== TEXT ==

________________________________________

The use of verbal language, however, can be critical. As a rule of thumb, if you're not sure about something (e.g., a concept or term) ask. It is usually better to ask than to 1) not ask, which can be interpreted as disinterest, or 2) use inappropriate terminology that can further distance/offend an LGBT individual.

Language - The use of non-heterosexist language provides support and affirmation to LGBT individuals:

  • Lesbian/gay/bisexual/transgender vs. homosexual
  • Sexual orientation vs. sexual preference or lifestyle
  • Defining a common language (see handout)

Perhaps one of the most significant aspects/elements of responding to an LGBT individual is that of empathy (sometimes referred to as "emotional coaching").

Group process/discussion of what empathy means/what it means to be empathic
"[Empathy] means entering the private perceptual world of the other and becoming thoroughly at home in it.... To be with another in this way means that for the time being, you lay aside your own views and values in order to enter another's world without prejudice. In some sense it means that you lay aside yourself" (Rogers, 1980).

Unlike the myth that one must "have the perfect thing to say," research has shown that the most therapeutic element in the process of emotional healing is the relationship between an individual and the Other.
Empathy provides (Greenberg & Elliott, 1997):
  • Confirmation
  • Breaks individual's isolation
  • Promotes the exploration of subjective experiences
  • Helps the individual create new meaning

A balance is needed between understanding responses and exploratory responses.

Examples of what to do and what not to do: Scenarios with a focus on empathy for discussion

A student/friend seems sad a lot lately and you have noticed that s/he has begun to isolate more than usual. Additionally, you notice that your student/friend has lost interest in doing their homework, participating in activities, etc. You've heard rumors that s/he may have recently experienced a relationship break-up.
  • What would you do?

Suppose that you decide to ask your student/friend about what's going on and [he tells you that his boyfriend has broken up with him][she tells you that her girlfriend has broken up with her] how would you respond?

________________________________________

Image point grounding data:
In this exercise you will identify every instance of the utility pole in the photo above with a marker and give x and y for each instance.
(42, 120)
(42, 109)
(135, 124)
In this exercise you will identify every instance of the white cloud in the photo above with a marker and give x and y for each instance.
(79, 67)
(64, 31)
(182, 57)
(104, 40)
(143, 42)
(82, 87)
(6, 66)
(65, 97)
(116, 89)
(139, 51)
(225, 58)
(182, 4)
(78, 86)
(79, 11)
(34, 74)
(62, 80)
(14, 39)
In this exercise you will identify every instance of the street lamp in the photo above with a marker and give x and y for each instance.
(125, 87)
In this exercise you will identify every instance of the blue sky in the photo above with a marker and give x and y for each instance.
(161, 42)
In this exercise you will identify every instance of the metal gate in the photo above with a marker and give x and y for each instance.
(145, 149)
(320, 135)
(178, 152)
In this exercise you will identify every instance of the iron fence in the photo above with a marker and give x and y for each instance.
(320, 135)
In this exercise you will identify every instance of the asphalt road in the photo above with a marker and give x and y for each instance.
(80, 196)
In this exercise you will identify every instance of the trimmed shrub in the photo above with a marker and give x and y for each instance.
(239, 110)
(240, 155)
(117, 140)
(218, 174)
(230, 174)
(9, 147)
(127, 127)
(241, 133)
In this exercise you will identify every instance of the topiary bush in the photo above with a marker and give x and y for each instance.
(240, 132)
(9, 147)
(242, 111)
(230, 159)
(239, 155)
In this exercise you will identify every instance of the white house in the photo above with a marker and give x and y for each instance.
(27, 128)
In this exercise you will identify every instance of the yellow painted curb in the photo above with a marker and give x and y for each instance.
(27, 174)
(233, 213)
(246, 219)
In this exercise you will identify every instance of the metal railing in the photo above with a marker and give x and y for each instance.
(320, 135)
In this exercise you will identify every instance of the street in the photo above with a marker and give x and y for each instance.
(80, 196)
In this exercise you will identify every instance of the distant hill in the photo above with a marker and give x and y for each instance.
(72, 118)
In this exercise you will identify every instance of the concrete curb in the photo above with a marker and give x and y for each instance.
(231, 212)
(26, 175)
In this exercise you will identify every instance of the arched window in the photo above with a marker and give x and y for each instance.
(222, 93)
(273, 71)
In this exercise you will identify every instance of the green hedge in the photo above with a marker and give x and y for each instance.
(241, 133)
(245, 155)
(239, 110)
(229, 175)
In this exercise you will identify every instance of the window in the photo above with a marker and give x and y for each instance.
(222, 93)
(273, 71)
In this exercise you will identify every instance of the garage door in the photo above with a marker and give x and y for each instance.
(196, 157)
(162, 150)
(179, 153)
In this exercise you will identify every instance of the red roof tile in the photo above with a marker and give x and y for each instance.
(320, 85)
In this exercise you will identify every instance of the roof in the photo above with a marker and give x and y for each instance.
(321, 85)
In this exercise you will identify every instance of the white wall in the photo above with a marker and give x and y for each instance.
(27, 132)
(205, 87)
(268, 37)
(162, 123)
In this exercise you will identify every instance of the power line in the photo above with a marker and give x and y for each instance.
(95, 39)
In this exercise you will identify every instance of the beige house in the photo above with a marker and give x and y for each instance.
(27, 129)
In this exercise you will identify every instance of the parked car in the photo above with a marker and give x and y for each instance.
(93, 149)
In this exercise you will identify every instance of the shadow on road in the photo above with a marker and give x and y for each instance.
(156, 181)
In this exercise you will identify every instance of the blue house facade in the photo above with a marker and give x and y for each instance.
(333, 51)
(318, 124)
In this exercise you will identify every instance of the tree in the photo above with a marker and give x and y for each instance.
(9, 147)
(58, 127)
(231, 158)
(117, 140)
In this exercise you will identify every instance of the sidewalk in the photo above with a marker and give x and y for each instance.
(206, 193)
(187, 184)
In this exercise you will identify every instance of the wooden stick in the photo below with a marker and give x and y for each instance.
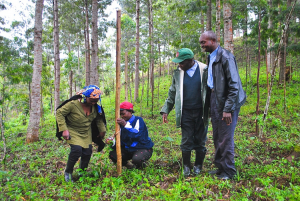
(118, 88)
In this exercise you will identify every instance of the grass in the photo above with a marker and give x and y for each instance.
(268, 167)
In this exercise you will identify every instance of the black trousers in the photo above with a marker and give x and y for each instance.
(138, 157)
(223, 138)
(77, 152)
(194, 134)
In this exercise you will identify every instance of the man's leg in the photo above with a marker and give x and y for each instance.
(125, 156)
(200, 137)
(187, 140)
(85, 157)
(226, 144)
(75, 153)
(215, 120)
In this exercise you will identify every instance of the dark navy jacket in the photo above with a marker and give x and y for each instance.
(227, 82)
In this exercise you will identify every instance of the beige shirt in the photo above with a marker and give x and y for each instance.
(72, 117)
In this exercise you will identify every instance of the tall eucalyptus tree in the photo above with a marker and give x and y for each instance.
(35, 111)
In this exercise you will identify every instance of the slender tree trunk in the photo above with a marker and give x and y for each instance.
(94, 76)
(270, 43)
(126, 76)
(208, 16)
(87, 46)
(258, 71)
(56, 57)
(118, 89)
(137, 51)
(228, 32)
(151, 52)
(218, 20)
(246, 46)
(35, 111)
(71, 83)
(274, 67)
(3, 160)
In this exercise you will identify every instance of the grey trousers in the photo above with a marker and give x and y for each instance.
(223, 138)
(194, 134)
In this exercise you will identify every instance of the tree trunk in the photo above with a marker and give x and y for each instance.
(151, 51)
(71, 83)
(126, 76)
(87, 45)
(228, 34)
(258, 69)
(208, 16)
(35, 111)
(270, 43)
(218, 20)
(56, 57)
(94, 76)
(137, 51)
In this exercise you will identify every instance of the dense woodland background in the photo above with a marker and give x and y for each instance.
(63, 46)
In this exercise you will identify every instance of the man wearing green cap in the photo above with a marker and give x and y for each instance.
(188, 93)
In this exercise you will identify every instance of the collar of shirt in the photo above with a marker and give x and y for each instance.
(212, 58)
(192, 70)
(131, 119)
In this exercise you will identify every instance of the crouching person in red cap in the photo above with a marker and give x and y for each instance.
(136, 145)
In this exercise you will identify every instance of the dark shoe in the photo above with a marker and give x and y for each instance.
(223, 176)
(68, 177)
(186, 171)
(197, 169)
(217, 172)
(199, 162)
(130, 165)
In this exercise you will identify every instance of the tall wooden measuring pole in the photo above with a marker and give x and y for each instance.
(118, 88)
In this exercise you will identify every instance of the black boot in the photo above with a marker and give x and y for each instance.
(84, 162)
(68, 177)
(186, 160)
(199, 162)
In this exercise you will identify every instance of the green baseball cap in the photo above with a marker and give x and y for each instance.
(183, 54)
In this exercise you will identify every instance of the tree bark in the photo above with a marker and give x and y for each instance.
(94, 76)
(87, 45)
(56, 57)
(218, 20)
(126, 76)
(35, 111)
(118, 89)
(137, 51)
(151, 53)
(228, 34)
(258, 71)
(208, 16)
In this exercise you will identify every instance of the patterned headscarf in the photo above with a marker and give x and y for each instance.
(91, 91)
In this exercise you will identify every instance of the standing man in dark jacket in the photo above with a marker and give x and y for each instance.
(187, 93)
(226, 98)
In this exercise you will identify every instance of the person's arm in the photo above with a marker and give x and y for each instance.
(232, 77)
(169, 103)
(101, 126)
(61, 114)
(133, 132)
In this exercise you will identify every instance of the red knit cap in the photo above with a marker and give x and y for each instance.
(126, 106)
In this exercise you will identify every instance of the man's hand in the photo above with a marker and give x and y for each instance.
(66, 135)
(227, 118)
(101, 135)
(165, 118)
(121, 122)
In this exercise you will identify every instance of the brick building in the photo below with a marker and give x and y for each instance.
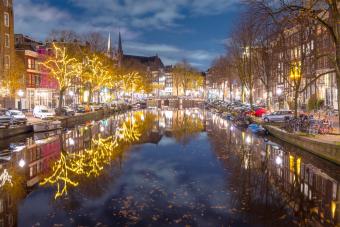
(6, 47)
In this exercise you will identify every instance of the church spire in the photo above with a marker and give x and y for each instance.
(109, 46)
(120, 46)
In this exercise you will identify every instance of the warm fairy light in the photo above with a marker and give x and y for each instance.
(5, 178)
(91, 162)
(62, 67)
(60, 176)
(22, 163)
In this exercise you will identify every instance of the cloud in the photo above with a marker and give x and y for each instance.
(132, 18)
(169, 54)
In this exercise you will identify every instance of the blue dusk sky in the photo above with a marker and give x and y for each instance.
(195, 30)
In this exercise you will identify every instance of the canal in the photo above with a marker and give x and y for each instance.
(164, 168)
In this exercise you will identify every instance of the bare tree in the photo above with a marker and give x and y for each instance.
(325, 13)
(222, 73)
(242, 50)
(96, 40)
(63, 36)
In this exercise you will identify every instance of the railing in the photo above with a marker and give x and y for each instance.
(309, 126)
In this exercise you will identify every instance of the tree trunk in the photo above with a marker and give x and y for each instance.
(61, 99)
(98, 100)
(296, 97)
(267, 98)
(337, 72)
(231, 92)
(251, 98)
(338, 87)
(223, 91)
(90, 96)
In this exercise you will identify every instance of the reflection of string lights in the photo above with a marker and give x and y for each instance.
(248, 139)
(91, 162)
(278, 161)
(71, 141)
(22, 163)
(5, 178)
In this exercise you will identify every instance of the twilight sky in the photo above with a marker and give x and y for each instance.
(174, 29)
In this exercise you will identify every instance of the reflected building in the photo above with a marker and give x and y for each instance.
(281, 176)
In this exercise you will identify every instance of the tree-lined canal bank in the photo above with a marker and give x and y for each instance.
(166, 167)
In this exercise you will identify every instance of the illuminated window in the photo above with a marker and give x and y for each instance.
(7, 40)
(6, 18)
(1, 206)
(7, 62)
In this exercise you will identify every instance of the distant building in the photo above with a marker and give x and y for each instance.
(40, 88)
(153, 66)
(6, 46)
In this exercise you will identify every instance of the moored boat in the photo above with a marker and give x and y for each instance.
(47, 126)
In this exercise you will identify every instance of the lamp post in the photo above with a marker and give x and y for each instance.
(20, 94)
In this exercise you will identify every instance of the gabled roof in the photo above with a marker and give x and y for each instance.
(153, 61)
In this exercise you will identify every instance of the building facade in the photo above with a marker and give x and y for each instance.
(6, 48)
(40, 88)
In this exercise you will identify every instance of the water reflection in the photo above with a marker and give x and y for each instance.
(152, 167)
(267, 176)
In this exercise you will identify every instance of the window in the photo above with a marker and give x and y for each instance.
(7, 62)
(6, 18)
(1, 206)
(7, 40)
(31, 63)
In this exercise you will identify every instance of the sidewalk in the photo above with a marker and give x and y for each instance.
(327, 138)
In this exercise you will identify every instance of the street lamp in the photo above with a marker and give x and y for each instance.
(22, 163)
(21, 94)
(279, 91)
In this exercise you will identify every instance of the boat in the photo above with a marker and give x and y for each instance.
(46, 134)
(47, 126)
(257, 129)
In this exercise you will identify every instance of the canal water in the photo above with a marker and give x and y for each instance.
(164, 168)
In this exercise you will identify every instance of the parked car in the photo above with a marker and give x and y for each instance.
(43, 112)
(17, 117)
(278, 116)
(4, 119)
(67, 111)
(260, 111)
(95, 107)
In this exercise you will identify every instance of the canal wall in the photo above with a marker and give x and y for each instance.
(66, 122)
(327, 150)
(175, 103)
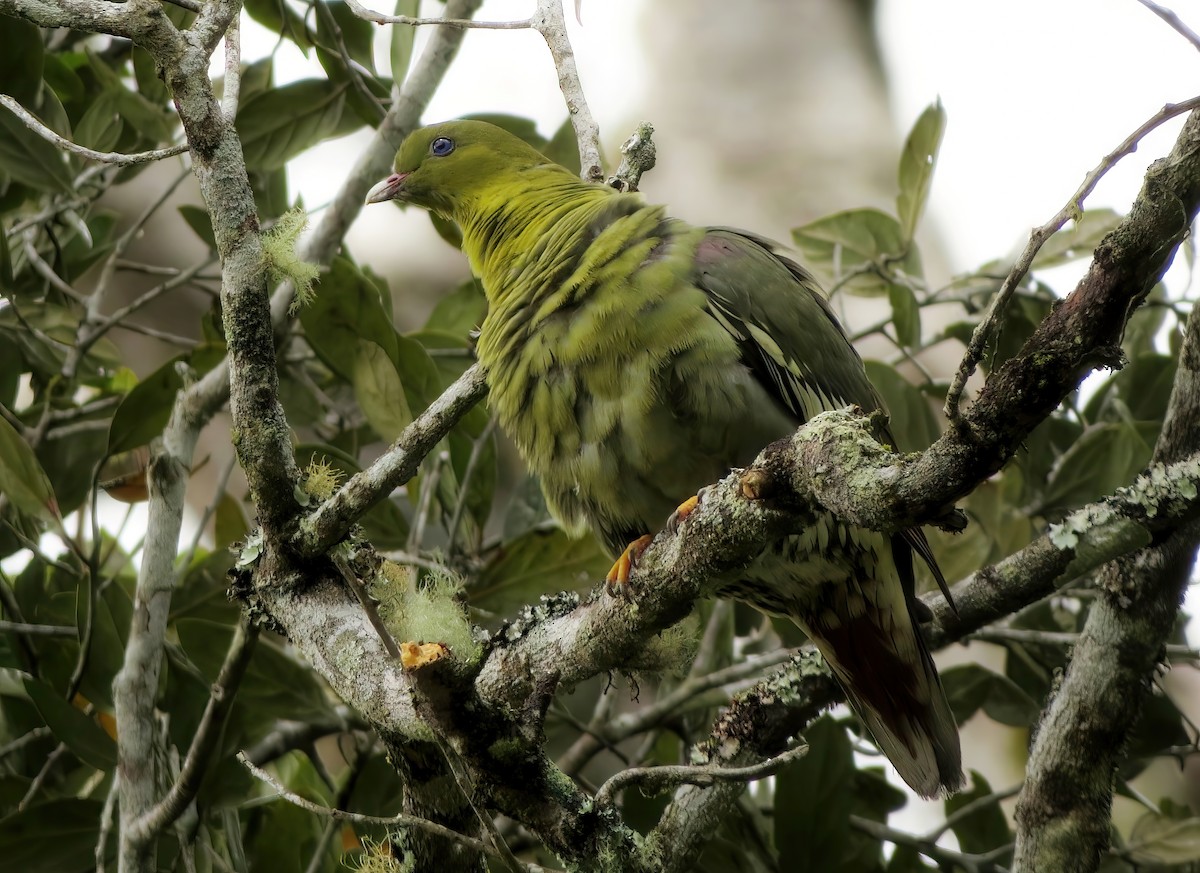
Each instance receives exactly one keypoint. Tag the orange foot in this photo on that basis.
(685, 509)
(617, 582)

________________________________________

Continue the text on responding with empathy to LGBT individuals, starting after its last sentence.

Do nothing - "It's not my problem" Wait for the individual to tell you about what's wrong Tell the person that they should go to therapy Ask, "What's wrong with you?"
Tell the individual, "Everything will get better. Don't worry" Suggest that the person's lifestyle probably contributes to their unhappiness Offer support and comfort by asking, "Is there anything I can do to help?" Do nothing and believe that because they're LGBT that they have this problem
Say, "You only need to throw yourself back into your work" Say, "I'm available to talk about what seems to be bothering you if feel that it would be helpful" Say, "I heard that you're a homosexual and I just want you to know that I'm comfortable talking about it if you want to" Say, "I've heard that you're having problems with your girlfriend/boyfriend and I just want you to know that it's no big deal to me. I'm willing to talk with you"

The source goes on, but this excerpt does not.